Keywords: Shear connectors, Slip modulus, Connection strength limit, Connection stiffness

Cite this paper: Júlio C. Pigozzo, Felipe N. Arroyo, Diego H. Almeida, André L. Christoforo, Carlito Calil Junior, Francisco Antonio Rocco Lahr, Determination of the Sliding Modulus and Limit Strength of Shear Connectors for Mixed Wood-Concrete Structures, International Journal of Materials Engineering , Vol. 8 No. 4, 2018, pp. 59-65. doi: 10.5923/j.ijme.20180804.01.

Article Outline

1. Introduction
2. Literature Review
3. Specimen Models to Sliding Modulus Determination
4. Methods for Sliding Modulus Determination
5. Conclusions
ACKNOWLEDGMENTS

1. Introduction

Mixed structural system of wood and reinforced concrete has been used successfully in the construction of "T" section beams, in slabs for urban and rural bridges and floors. This type of structure consists of a concrete slab connected to structural members of wood in such a way that the parts work together [1].
Joint action of wood and concrete in the flexion is developed by the shear connectors and the level of stress transfer between the concrete slab and the wood can be integral or partial, defining a monolithic behavior when there are no relative displacements between these materials or behavior of a composite part when small relative displacements occur. Most connectors transfer stresses in the interface of the materials in a discrete way, although there are also connectors that transfer these efforts in a continuous way, as for example the bonded connections [1].
The efficiency of the structural element with composite section is related to the quality of the connection system, since the behavior of the connectors directly affects the distribution of internal forces as well as the deformations of the structure. Many types of connectors are possible for composite structures of wood and concrete. The main characteristics that allow comparisons between them are: the ultimate strength, the slip modulus and the final cost of installation [2].
Sliding modulus represents the rigidity of the connection, being obtained by means of direct tests in concrete-wood specimens. By knowing the stiffness of the connection, the amount and spacing between the connectors, one can estimate the effective stiffness of the mixed structural element [3, 4].
In Brazil, the lack of standardization for tests of shear connectors for wood-concrete mixed structures has allowed the researchers to adopt different methodologies and formats for the specimens. Although all of these specimens are symmetric push-out type, there are many differences between them. Few studies have been published on mixed wood and concrete structures, and most authors have used nail-type connectors or bolts perpendicular to the interface of the two materials, concentrating predominantly on composite beams with a "T" section.
In this work some models of specimens and some procedures used to obtain the sliding modulus and the ultimate strength of the mixed connections, recommended in some normative standards and used in others consulted literature, are presented.

EXTRACTED ENTRIES:
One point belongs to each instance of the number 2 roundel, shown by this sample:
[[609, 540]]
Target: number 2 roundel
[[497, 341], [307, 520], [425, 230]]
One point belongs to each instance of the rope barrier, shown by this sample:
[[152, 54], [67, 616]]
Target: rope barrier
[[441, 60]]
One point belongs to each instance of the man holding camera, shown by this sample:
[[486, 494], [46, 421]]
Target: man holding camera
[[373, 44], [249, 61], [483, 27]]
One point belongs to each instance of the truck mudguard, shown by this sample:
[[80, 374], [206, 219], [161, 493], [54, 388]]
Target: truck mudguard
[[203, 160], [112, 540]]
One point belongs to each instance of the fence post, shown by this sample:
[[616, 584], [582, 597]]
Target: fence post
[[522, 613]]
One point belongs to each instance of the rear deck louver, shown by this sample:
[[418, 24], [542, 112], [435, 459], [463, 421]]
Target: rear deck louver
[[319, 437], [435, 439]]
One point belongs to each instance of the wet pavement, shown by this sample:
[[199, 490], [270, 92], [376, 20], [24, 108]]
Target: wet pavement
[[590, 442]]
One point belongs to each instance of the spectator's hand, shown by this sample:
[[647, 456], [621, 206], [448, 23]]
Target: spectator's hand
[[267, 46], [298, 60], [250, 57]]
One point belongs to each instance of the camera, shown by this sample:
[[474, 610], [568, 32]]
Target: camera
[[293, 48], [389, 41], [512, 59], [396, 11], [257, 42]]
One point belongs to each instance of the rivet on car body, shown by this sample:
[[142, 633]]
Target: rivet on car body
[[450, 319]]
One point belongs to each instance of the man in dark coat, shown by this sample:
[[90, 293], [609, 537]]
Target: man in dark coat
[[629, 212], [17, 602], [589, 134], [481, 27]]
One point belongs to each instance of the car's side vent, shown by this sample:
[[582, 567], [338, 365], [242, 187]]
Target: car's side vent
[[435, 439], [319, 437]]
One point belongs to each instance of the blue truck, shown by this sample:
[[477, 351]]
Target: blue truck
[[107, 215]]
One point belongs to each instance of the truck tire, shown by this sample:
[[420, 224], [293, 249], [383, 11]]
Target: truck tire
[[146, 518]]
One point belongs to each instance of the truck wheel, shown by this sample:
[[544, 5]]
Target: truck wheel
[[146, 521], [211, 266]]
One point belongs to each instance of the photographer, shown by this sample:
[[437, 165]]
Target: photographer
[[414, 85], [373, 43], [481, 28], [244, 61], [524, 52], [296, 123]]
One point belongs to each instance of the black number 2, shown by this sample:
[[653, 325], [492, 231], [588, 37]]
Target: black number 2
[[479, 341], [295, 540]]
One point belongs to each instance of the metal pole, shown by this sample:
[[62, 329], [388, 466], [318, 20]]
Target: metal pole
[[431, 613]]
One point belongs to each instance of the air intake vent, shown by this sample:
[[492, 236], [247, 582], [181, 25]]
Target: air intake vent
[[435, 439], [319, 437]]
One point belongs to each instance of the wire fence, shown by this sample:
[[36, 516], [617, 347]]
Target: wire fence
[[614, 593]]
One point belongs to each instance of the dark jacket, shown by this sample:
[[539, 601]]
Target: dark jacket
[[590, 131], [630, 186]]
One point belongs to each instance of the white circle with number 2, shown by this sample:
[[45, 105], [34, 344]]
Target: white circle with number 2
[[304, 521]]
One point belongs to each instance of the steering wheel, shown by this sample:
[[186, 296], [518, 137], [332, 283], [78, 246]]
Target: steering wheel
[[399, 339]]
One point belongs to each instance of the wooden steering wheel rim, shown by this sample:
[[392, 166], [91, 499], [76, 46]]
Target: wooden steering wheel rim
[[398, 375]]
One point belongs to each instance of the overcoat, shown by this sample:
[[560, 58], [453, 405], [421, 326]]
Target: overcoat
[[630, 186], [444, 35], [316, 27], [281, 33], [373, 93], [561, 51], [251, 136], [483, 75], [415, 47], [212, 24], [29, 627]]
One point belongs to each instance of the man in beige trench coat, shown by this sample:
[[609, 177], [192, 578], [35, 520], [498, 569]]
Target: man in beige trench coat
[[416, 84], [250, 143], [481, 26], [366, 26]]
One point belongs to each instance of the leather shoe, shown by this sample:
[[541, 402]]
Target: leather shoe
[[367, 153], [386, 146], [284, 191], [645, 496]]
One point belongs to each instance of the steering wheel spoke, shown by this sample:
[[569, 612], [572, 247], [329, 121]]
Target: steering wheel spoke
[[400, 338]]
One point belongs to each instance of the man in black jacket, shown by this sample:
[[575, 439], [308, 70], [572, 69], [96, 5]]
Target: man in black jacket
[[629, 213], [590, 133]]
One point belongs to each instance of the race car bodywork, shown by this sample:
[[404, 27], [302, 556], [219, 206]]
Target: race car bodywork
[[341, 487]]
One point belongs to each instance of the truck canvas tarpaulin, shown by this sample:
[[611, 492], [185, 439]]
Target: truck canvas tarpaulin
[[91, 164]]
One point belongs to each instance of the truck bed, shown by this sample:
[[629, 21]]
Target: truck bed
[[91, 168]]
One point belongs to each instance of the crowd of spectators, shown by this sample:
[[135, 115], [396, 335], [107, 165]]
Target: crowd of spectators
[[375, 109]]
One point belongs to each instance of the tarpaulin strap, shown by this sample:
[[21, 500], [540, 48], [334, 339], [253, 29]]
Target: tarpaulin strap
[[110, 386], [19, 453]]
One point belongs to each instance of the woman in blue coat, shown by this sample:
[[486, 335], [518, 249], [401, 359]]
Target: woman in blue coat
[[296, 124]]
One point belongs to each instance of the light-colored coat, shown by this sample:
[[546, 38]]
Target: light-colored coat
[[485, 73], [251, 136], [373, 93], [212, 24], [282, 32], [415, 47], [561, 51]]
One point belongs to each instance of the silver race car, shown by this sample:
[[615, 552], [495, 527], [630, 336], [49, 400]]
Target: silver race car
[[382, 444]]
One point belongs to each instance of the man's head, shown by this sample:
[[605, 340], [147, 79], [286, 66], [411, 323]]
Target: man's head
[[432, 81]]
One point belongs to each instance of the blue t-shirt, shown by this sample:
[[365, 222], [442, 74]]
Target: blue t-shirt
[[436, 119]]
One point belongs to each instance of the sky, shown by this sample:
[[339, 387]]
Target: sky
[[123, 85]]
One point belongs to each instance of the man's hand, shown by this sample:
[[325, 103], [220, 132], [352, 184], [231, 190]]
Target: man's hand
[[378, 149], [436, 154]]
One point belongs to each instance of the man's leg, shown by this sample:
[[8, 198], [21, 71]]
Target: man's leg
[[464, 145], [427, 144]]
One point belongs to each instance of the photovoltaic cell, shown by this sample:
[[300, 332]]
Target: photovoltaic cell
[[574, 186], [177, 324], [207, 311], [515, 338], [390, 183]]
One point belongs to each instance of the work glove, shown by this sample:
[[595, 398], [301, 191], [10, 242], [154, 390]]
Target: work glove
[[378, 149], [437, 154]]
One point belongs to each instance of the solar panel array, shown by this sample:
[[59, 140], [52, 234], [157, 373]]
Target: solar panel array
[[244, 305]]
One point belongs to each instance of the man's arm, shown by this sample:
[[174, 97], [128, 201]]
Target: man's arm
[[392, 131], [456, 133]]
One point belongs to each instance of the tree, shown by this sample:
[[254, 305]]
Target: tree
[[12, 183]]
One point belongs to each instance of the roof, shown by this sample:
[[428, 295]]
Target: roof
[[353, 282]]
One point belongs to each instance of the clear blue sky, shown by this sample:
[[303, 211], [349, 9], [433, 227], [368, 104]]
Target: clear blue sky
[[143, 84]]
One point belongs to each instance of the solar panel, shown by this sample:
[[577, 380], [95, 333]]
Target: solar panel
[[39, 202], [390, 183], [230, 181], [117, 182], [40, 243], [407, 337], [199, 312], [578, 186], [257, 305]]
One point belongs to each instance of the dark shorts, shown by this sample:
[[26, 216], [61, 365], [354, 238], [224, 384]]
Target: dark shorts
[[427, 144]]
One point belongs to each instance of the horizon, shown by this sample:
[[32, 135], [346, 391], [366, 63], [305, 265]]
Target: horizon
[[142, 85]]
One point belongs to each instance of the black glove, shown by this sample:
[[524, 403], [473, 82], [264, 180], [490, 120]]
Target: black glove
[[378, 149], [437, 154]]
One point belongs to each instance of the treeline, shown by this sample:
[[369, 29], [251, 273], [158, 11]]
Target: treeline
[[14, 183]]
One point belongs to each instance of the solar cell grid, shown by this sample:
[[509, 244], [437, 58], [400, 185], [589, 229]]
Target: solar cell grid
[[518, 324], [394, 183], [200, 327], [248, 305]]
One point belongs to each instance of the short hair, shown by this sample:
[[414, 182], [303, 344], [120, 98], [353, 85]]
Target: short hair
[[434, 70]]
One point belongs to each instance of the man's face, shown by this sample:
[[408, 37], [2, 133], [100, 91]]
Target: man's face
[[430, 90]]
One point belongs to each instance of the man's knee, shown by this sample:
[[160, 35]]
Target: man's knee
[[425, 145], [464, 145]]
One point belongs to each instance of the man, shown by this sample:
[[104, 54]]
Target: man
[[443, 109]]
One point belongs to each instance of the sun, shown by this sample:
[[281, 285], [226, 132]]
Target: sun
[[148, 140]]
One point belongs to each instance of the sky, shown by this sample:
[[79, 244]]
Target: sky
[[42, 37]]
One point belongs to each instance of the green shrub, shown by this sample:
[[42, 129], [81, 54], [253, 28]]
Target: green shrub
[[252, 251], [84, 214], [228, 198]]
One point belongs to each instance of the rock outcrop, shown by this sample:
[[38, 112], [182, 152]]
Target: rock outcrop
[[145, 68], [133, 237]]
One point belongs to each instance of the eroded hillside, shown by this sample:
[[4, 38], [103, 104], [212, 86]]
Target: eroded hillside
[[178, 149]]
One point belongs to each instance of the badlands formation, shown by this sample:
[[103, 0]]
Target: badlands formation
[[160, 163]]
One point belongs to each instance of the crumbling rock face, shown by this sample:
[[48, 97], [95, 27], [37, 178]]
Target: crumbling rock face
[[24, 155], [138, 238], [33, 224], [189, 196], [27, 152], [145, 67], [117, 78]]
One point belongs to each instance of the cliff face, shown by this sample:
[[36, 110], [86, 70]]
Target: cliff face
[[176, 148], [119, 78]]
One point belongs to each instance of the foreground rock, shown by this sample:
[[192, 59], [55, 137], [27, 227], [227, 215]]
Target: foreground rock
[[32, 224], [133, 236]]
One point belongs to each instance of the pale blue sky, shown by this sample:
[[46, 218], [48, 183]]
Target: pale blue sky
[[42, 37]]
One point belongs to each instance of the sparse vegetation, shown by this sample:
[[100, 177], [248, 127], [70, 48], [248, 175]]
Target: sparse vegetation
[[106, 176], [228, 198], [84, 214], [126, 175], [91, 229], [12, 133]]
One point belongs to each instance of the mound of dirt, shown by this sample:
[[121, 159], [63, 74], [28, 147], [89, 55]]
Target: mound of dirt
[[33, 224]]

PROBLEMS TO SOLVE:
a - In the passage on wood-concrete shear connectors, which three characteristics allow comparisons between connector types?
b - Duplicate the stretch of the passage on wood-concrete shear connectors from "In this work" through "literature, are presented.".
c - Pick up the passage on wood-concrete shear connectors after its final sentence and continue writing it.

RESULTS OF THE EXERCISE:
a - The ultimate strength, the slip modulus and the final cost of installation.

b -
In this work some models of specimens and some procedures used to obtain the sliding modulus and the ultimate strength of the mixed connections, recommended in some normative standards and used in others consulted literature, are presented.

c -
2. Literature Review

Structural elements in bending with composite sections formed with the same or different materials, there are several factors that influence the evaluation of the shear forces that occur at the interface of the connected elements, such as: variations and combinations of the internal stresses along the structural element; variations in the mechanical properties of the materials involved; simplifications imposed by the basic assumptions of calculation; approximations used in the calculation models; and the mechanical and elastic behavior of the connections. Thus, the determination of the sliding modulus of the connection from the direct tests on structural elements does not result in values with good precision [5].
Testing in specimens is still the best procedure to know the behavior of the connectors, however, as the relative displacements progressively increase, changes in the positions of the support reactions and in the eccentricities of the acting forces occur. In this way, it produces undesirable interferences between the connected members and the behavior of the model gradually progresses to differ from the behavior of the actual connection.
The slip modulus is defined as the angular coefficient of the curve obtained from the load versus relative displacement, considering in its value all the elastic and mechanical parameters of the materials involved in the connection, such as: dimensions and stiffness of the connector; stiffness and strength to the inlay of the wood used; if one of the parts is concrete, consider the cracking or crushing strength of the concrete and specimen imperfections [5].
Most of the connectors show the load versus relative displacement diagram with nonlinear behavior, and the determination of the secant slip modulus is widely used, simplifying the computational process of the composite structures. The limits of the measurement intervals for determination of the secant slip modulus have been adopted with different criteria, significantly altering the calculated value. Some connectors present large displacements at the beginning of the requests, which then decrease progressively as the connector overcomes the initial gaps in the holes or notches. Other connectors have large displacements, from 40 or 50% of the maximum load that strengths. Considering different behaviors, the procedure definitions for the determination of the secant slip modulus is of fundamental importance. Fig. 1 shows an example of load versus relative displacement diagram and curves whose angular coefficient may correspond to the sliding modulus [6].
Figure 1. Sliding modulus obtaining through force versus relative sliding diagram [6]
Consulted standards do not mention the test methods or the test specimen types for determining the ultimate rigidity or connections strength in mixed joints of wood-concrete. They take by analogy the recommendations for the connections between wood/wood or steel/concrete, where most suggest that the tests should realistically represent the behavior of the structure.
ISO 6891:1983 Standard code [7] is clear with respect to the procedure of loading and measuring slides, however, it only recommends that the dimensions and types are equivalent to the actual conditions. This standard was intended for wood structures and not wood and concrete, but its procedures were cited by Ceccotti [2] and applied in mixed structures.
DIN 1052:1988 Standard code (Part 1/Table 8; Part 2/Table 13) [8] presents values for the sliding modulus in composite sections of wood, considering some types of connectors, however there is no reference to the composite parts of wood and concrete.
BS 5400:1979 Standard Code [9] (Fig. 2) presents test specimen detail for the study of connections between steel and concrete, with the connectors perpendicular to the interaction surface, presenting the respective dimensions and reinforcement for concrete parts. It is recommended for special connectors that the test specimens be compatible with the actual situation.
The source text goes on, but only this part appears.